* Work to be completed:
Exactly as written, transcribe each line of the listing.

* Dataset records:
——

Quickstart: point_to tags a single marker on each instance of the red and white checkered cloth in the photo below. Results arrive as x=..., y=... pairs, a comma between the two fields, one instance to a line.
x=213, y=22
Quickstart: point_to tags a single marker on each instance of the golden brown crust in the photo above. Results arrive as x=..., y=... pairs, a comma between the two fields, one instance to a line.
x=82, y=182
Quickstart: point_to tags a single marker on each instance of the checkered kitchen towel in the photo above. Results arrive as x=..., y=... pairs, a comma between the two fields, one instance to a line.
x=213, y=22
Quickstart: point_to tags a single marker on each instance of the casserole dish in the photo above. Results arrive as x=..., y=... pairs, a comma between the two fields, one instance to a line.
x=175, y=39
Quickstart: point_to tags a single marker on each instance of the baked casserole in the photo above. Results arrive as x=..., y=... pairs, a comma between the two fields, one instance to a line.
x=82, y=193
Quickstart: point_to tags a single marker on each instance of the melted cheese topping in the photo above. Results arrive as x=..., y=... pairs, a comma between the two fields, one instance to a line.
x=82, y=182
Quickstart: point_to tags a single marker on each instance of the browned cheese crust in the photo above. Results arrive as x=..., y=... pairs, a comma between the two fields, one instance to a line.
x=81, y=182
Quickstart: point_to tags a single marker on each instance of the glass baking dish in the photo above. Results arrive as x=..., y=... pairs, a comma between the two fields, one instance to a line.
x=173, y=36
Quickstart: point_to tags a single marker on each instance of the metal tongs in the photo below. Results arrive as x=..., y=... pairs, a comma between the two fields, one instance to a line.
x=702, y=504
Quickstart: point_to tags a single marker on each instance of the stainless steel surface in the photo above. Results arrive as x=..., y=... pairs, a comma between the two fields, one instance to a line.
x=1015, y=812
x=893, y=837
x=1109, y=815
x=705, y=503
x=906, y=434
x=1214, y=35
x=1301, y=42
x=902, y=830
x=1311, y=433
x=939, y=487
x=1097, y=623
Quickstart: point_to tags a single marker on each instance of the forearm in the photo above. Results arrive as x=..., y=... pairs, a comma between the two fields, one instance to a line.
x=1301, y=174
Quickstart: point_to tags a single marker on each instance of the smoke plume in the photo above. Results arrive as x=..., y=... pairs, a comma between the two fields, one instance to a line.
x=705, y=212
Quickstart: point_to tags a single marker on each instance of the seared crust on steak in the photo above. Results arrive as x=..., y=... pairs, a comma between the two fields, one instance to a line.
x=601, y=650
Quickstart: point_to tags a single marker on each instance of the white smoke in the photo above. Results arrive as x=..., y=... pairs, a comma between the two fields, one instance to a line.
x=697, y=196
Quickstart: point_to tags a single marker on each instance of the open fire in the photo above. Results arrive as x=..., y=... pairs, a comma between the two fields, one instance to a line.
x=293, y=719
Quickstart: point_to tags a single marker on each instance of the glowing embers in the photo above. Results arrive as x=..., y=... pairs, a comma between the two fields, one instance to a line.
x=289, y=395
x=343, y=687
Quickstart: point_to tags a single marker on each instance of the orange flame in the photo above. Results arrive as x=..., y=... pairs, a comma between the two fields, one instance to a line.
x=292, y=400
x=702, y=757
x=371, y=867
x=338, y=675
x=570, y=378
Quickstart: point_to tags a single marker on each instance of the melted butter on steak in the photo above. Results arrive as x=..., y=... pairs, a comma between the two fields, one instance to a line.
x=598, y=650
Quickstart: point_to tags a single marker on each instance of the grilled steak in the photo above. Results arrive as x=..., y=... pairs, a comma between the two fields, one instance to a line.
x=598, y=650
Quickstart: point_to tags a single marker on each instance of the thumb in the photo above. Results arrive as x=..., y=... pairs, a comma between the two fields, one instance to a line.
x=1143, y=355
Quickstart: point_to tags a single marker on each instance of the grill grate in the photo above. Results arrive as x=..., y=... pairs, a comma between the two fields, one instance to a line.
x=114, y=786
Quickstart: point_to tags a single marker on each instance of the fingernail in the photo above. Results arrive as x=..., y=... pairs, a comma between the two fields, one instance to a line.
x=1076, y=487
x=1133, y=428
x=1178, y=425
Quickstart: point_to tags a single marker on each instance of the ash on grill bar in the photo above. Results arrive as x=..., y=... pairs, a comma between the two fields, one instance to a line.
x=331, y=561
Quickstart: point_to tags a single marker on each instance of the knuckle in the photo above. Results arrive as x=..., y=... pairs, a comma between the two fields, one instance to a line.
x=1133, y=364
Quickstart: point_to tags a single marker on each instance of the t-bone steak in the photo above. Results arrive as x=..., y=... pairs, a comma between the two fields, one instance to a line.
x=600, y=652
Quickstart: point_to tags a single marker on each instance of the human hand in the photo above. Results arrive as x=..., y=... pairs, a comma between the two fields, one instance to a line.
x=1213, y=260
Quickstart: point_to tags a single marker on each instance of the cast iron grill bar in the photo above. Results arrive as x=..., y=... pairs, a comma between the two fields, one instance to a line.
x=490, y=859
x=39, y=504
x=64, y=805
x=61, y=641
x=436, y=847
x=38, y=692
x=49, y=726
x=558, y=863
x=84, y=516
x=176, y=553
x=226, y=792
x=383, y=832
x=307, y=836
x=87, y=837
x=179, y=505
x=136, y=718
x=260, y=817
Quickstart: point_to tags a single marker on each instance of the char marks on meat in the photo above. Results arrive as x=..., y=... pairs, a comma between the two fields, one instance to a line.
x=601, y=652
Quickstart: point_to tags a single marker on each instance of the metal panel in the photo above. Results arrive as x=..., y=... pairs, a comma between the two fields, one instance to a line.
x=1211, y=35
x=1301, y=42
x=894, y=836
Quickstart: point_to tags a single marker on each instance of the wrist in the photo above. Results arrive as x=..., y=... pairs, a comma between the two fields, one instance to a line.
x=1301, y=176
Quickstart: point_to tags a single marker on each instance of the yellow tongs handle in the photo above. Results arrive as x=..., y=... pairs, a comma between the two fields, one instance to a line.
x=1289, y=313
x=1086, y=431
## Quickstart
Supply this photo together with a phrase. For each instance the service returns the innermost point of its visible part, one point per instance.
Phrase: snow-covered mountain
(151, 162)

——

* Written response:
Quickstart: point_to tags a single marker on each instance of the red and white checkered cloth in the photo below. Results arrive as x=..., y=... pairs, a comma between the two fields, one instance to a line.
x=213, y=22
Quickstart: point_to tags a single marker on each instance of the golden brown crust in the photo above. Results arrive as x=..., y=... pairs, a comma between the two fields, one instance to a line.
x=82, y=182
Quickstart: point_to tags a single marker on each instance of the checkered kitchen towel in the photo above. Results arrive as x=..., y=... pairs, a comma between the two fields, one instance to a line.
x=213, y=22
Quickstart: point_to tags a single marker on each instance of the casserole dish in the photo above. Results arrive as x=..., y=... pairs, a comma between the two fields, one instance to a line.
x=175, y=39
Quickstart: point_to tags a single marker on each instance of the baked casserole in the photo above. Results arrive as x=..., y=... pairs, a comma between the two fields, one instance to a line.
x=82, y=193
Quickstart: point_to tags a single marker on each instance of the melted cheese topping in the photo above. Results arrive as x=..., y=... pairs, a comma between the two fields, one instance to a line.
x=82, y=182
Quickstart: point_to tags a single marker on each instance of the browned cheese crust in the photo above. Results arrive as x=..., y=... pairs, a comma between the two fields, one instance to a line.
x=81, y=182
Quickstart: point_to tags a single marker on each instance of the glass baking dish in the photo above. Results arrive as x=..., y=... pairs, a comma between the two fields, one instance to a line.
x=173, y=36
Quickstart: point_to tags a single marker on each instance of the metal tongs in the photo below. Results arrive as x=..., y=... pairs, a comma between the two fields, one instance to a line.
x=702, y=504
Quickstart: point_to tags a single marker on each instance of the stainless steel surface in the photo above. Results arrive as x=..., y=... pairs, a comma between the two fields, one instance to a line.
x=1015, y=812
x=893, y=837
x=1109, y=815
x=705, y=503
x=906, y=434
x=1214, y=35
x=1301, y=42
x=902, y=830
x=1311, y=433
x=939, y=487
x=1097, y=623
Quickstart: point_to tags a single marker on each instance of the forearm in the photo above. Results arrive as x=..., y=... pairs, a comma between the two fields, one instance to a line.
x=1301, y=174
Quickstart: point_to tags a single marker on each instance of the smoke plume in the photo above. Results arrive as x=..., y=... pairs, a comma between the two fields, one instance to a line.
x=705, y=212
Quickstart: point_to tags a single marker on each instance of the seared crust on steak in the photo above. Results arrive as x=..., y=... pairs, a comma between the two fields, one instance to a line.
x=601, y=650
Quickstart: point_to tags a single marker on each instance of the white smoke in the photo above. Results arrive as x=..., y=... pairs, a comma between the two fields, one instance to a line.
x=697, y=196
Quickstart: point_to tags a single marker on each instance of the open fire in the photo above. Results arrive as x=..., y=... pairs, a comma between the two fields, one instance to a line.
x=293, y=719
Quickstart: point_to tags a single marker on each instance of the glowing embers in the photo above. Results arrive as x=..., y=... pairs, a comma between the two fields, one instance to a line.
x=289, y=395
x=343, y=687
Quickstart: point_to tags a single marker on each instance of the orange flame in the photo above. Results arrive as x=..., y=... pairs, a comma between the two fields, one instance to a line.
x=292, y=400
x=702, y=757
x=371, y=867
x=338, y=675
x=570, y=378
Quickstart: point_to tags a single marker on each instance of the melted butter on steak in the photo above. Results arrive as x=..., y=... pairs, a comma between the two fields, one instance to a line.
x=598, y=650
Quickstart: point_to tags a single marker on each instance of the grilled steak in the photo above. Results arrive as x=..., y=... pairs, a comma between the two fields, one instance to a line.
x=598, y=650
Quickstart: point_to tags a single marker on each instance of the thumb in the photo above. Results arrive as x=..., y=... pairs, a comma between the two fields, one instance to a line.
x=1143, y=355
Quickstart: point_to tags a single marker on each instance of the grill grate in the photo above. Results arrive as x=..., y=... pairs, a comma between the two fields, one instance to a line.
x=114, y=786
Quickstart: point_to tags a single marker on each instance of the fingernail in the photo above. Results arrive as x=..., y=... pairs, a comma between the two fields, one instance to a line.
x=1076, y=487
x=1133, y=428
x=1178, y=425
Quickstart: point_to tags a single marker on each instance of the ash on grill bar in the photo above. Results arrive as x=..., y=... pairs, a comma between the two fields, one instance to a line.
x=331, y=561
Quickstart: point_to tags a single marker on each instance of the knuckle in the photo above. Results arrive as x=..., y=... pairs, a comma between the two fields, one instance to a line.
x=1133, y=364
Quickstart: point_to tags a single marker on each instance of the t-bone steak in the photo above. Results arrive as x=..., y=... pairs, a comma between the two fields, one instance to a line.
x=600, y=652
Quickstart: point_to tags a single marker on each instance of the human hand in the photo above. Results arrive as x=..., y=... pairs, a comma between the two fields, one instance to a line.
x=1213, y=260
Quickstart: point_to tags a single marker on each instance of the cast iron grill bar in the photo above. Results arrive as x=..., y=... pairs, a comma between the two fields, one instance to a line.
x=490, y=859
x=39, y=504
x=64, y=805
x=61, y=641
x=436, y=847
x=38, y=692
x=49, y=726
x=558, y=863
x=84, y=516
x=176, y=553
x=226, y=792
x=383, y=832
x=307, y=836
x=87, y=837
x=179, y=505
x=136, y=718
x=260, y=817
Quickstart: point_to tags a single marker on each instance of the char marks on meat in the photo above. Results arrive as x=..., y=... pairs, a comma between the two fields, one instance to a line.
x=601, y=652
Quickstart: point_to tags a single marker on each instance of the metal panel in the photo above. Results arrive as x=..., y=... pairs, a comma between the two fields, one instance to a line.
x=1211, y=35
x=1301, y=42
x=894, y=836
Quickstart: point_to tags a single marker on each instance of the wrist in the photo above. Results arrive as x=..., y=... pairs, a comma between the two fields, one instance to a line.
x=1301, y=176
Quickstart: point_to tags a single marker on each instance of the yellow tongs handle in the photo above. Results arrive as x=..., y=... pairs, a comma between the two fields, one instance to a line.
x=1289, y=313
x=1086, y=431
## Quickstart
Supply this photo together with a phrase. For each instance the service returns the innermost point of its visible part, one point per instance.
Phrase: snow-covered mountain
(151, 162)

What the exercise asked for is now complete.